Data items

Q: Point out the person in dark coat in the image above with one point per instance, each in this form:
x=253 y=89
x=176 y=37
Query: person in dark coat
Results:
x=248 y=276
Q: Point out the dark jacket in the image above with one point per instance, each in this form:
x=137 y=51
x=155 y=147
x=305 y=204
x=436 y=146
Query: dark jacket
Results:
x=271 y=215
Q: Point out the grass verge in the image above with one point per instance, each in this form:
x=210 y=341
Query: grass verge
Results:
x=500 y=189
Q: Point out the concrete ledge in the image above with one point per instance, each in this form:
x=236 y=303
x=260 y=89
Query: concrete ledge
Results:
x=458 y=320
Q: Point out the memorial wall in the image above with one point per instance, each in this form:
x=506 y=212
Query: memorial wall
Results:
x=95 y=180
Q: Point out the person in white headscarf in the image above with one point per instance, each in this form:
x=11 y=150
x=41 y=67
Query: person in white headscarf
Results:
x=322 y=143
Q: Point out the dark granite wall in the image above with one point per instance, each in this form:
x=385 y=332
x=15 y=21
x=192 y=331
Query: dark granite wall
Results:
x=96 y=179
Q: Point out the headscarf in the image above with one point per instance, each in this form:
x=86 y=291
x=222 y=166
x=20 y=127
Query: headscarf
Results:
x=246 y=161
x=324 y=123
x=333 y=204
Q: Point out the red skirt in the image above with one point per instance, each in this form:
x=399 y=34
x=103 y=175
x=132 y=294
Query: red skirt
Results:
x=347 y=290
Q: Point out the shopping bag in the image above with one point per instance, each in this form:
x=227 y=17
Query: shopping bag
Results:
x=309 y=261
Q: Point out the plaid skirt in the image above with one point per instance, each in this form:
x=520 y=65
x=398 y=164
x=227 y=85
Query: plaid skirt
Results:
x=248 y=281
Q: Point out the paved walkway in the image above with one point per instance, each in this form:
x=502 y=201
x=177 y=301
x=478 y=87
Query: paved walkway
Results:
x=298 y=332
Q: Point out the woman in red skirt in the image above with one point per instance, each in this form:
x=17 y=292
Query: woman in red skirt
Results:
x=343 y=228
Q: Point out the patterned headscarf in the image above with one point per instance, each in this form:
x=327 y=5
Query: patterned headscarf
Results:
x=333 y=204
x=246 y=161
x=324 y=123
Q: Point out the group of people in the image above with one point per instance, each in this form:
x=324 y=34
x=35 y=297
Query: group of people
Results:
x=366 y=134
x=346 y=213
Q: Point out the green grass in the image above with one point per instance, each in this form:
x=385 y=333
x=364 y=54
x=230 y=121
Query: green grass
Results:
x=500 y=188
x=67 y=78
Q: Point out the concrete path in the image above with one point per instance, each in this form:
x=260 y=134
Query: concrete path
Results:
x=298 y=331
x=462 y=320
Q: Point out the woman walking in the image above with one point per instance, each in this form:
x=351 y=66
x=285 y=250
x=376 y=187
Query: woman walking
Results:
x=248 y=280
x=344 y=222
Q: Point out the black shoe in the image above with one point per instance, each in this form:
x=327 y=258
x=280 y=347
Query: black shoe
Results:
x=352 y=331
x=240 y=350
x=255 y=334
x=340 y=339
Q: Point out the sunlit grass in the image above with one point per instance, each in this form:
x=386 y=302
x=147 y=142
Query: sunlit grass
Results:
---
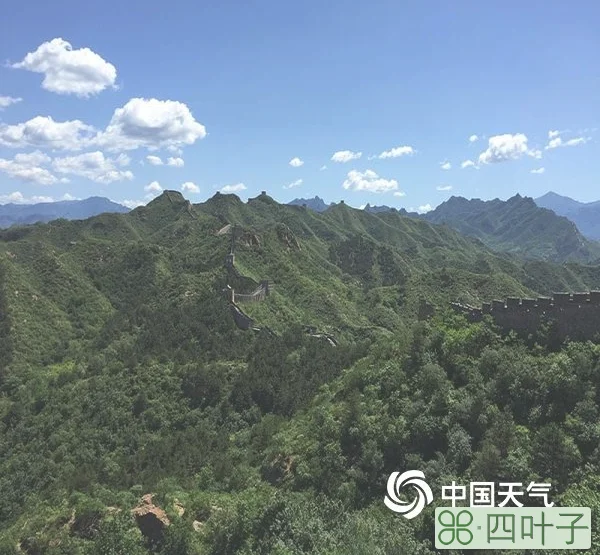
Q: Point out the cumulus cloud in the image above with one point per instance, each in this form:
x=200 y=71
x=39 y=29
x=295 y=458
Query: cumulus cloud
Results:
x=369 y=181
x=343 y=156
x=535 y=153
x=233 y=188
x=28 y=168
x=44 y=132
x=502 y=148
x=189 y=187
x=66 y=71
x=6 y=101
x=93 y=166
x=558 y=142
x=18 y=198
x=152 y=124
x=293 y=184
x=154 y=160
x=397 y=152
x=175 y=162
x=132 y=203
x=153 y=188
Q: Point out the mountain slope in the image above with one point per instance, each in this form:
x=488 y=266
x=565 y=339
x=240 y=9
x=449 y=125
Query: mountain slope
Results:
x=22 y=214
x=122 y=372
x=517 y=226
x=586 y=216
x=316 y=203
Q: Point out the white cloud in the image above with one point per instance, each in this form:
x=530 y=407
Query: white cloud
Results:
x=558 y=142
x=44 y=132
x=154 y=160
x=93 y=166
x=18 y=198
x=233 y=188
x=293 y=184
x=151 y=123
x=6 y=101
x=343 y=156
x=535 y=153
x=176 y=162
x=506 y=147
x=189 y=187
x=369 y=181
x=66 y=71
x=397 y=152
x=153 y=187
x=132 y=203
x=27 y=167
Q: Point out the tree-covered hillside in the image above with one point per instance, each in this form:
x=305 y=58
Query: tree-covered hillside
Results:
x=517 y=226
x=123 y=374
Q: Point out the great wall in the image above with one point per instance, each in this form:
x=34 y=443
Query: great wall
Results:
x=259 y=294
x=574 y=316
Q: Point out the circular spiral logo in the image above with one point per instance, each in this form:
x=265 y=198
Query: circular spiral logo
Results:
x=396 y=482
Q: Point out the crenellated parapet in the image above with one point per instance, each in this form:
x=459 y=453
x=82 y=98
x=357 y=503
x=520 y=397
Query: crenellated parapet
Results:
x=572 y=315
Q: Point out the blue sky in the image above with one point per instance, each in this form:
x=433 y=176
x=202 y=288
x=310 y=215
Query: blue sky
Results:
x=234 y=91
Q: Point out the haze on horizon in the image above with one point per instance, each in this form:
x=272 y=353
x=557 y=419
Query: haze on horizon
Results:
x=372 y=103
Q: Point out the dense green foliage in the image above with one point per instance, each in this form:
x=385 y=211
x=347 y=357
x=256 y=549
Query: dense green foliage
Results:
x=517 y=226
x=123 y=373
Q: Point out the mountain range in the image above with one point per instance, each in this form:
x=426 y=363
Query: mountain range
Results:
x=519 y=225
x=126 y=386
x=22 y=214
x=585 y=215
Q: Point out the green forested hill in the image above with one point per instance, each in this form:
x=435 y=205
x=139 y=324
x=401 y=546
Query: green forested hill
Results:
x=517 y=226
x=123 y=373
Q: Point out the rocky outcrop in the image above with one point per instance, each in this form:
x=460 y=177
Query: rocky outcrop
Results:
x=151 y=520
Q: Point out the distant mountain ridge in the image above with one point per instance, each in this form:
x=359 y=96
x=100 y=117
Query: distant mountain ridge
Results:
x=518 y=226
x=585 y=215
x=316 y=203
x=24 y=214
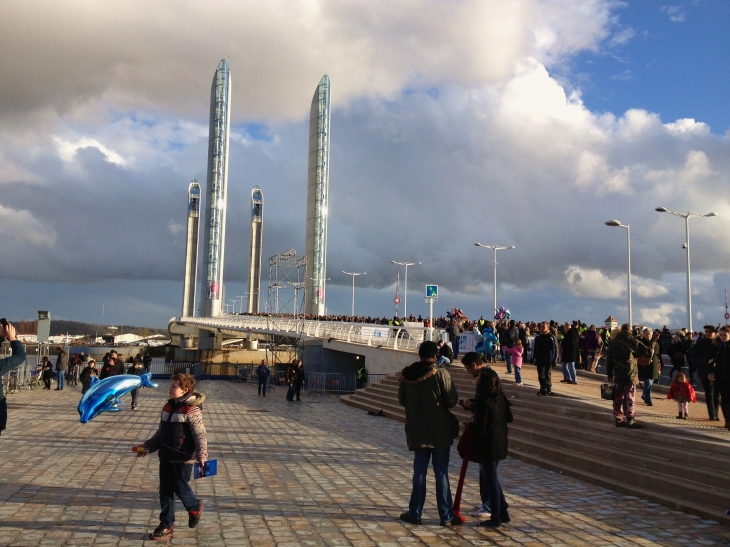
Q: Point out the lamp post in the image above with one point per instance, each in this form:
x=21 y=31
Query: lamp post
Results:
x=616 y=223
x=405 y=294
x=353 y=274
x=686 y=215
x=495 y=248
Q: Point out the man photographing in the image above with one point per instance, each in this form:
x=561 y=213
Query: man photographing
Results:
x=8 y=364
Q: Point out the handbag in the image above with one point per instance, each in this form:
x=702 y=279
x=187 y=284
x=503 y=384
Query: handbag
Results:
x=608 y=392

Required work → Rewrite the lines starting at the one containing "Q: Point out the shopping" and ending at the one containing "x=309 y=261", replacing "shopping bag" with "tote bag" and leaving everything else as it is. Give back only those lines.

Full response →
Q: Point out the tote bag in the image above with one point per instance, each in this form:
x=227 y=17
Query: tote bag
Results:
x=309 y=261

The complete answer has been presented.